Start of PASSAGE PROVIDED

Posted on Monday, May 15, 2017

FACULTY SPOTLIGHT: The Chancellor’s Faculty Advisory Committee (CFAC): Wrapping Up AY 2016-2017

Submitted by Charles Errico, Ph.D., professor of history at NOVA, and chair of the Chancellor’s Faculty Advisory Committee (CFAC)

The Chancellor’s Faculty Advisory Committee (CFAC) convened twice in April, once for its spring semester two-day meeting with the Chancellor and his staff, and again the following week at New Horizons for a report/feedback session to a large VCCS audience. The budget and its impact on faculty positions dominated the discussions. Decreased funding and falling enrollments have created a perfect storm that has resulted in a Reduction in Force (RIF) of both faculty and staff positions at many colleges. The Chancellor praised the efforts to improve retention and promote student success that he heard on his recent listening tours. Concerned with the fate of colleagues fearing future RIFs, CFAC explored options for faculty to transfer to other colleges, share their teaching load with nearby VCCS institutions, and to take advantage of the phased retirement program.

We know that students who finish their associate degree at the VCCS save a full year of tuition and have a higher chance of achieving a bachelor’s degree than those who transfer early. Nonetheless, there is a persistent image of the community college as the fallback position rather than the college of choice. NOVA President Scott Ralls tells the story of a high-school senior who was accepted at a number of four-year colleges, but told her counselor that she wanted to attend the community college. The counselor responded, “Dear, you are too smart to go to NOVA.”

CFAC discussed the need for a systemwide campaign that sends the message that it is not only smart to start, but also to finish, at the community college. Low tuition, outstanding professors, and automatic transfer agreements are just a few of the reasons the VCCS has a reason to boast that students, and their parents and counselors, should no longer view community colleges as the “triple A farm club” of higher education.

Community colleges also address important societal problems that those students from poorer families increasingly face in America. Growing income inequality in the United States has resulted in what recent research refers to as the “birth lottery” where those born into wealthy families remain in the privileged elite, while children from parents in the bottom 20% of income brackets, in spite of their best efforts, have limited upward mobility. Only half of our students today outperform their parents, versus 90% among the post-World War II baby boomers. Alan Krueger, former chairman of the Council of Economic Advisors, reflecting on the class distinctions of the 1920s, calls this “The Great Gatsby Curve” that dooms, or at least places obstacles, for those who want to climb the socio-economic ladder.

End of PASSAGE PROVIDED
Start of RECORD EXCERPTS

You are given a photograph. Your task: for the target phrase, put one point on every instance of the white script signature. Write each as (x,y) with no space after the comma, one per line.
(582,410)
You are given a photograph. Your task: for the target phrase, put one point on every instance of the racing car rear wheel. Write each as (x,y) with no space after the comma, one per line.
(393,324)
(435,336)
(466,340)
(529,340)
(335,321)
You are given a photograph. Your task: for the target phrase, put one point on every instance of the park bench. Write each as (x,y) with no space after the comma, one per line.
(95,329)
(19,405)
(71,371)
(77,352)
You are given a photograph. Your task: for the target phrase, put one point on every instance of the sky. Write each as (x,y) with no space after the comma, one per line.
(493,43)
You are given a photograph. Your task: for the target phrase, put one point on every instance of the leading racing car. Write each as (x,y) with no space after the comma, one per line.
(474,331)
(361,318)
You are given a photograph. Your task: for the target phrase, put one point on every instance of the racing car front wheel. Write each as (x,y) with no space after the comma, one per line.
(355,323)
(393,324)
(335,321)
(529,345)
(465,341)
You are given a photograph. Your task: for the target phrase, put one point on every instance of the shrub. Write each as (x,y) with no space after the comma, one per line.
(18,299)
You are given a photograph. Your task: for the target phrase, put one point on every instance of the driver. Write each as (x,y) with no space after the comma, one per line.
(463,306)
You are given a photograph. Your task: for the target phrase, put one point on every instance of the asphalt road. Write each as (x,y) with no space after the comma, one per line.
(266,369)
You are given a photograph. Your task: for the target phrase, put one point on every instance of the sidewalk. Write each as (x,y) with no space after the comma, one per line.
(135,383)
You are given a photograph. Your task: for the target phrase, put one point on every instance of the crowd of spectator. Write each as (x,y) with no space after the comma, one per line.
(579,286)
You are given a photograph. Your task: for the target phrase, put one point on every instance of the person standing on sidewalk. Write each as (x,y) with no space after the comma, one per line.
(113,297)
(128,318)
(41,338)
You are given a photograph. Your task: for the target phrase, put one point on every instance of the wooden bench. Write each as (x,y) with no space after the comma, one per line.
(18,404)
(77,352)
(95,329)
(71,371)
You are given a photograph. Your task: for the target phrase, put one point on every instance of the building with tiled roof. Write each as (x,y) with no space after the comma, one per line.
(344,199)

End of RECORD EXCERPTS

— WHAT THIS EXERCISE ASKS —
a) Translate this sentence from the CFAC faculty spotlight into Spanish: "The budget and its impact on faculty positions dominated the discussions."
b) List every option that the CFAC faculty spotlight says the committee explored for faculty who fear future RIFs.
c) Carry the CFAC faculty spotlight forward from its last sentence.

— OUTPUTS —
a) El presupuesto y su impacto en los puestos docentes dominaron las discusiones.

b)
- Transferring to other colleges
- Sharing their teaching load with nearby VCCS institutions
- Taking advantage of the phased retirement program

c)
Most of us have some memory of our American history course that discussed the Protestant work ethic and championed individuals such as Ben Franklin, the child of a candle and soap maker, who achieved both wealth and fame during the early national period. Unlike Franklin, who never attended college, research by Raj Chetty of Harvard and others show what most of us already know, that education is still the best route to a better life. But ever-rising tuition saddles too many students with debt, and the community college offers a solution. We need to do a better job of delivering that message.

At its April meeting, CFAC also addressed the need for greater rigor in our dual enrollment classes and to encourage high-school students in those classes to further their education at their local community college. We feel that our colleges should be safe havens for our students and that their security/safety through active shooter and adverse weather drills are important. Although not a systemwide issue, some colleges need to address the fears of their undocumented students.

Other issues discussed included shared services, rising textbook costs, multiple measures to provide alternatives to placement testing, math pathways, credit for prior learning (especially for veterans), and the development of a consistent policy for determining workload hours for science lectures/labs. CFAC also raised the issue of the need for parental leave for faculty with newborns or those who have adopted a child.

CFAC serves as the voice of the VCCS faculty. Its representatives are leaders from each of the 23 colleges. The establishment of a cooperative and collegial relationship with the Chancellor and his staff has benefitted everyone, especially our students. The 3% pay hike later this summer relieves a long drought where wages remained static; however, maximizing overloads/summer pay, within budget limitations, remains an important goal. Each academic year brings new challenges. During your free time this summer, please contact your CFAC representative (listed below) with ideas and ways that we can make our community colleges an even better place to work and to study.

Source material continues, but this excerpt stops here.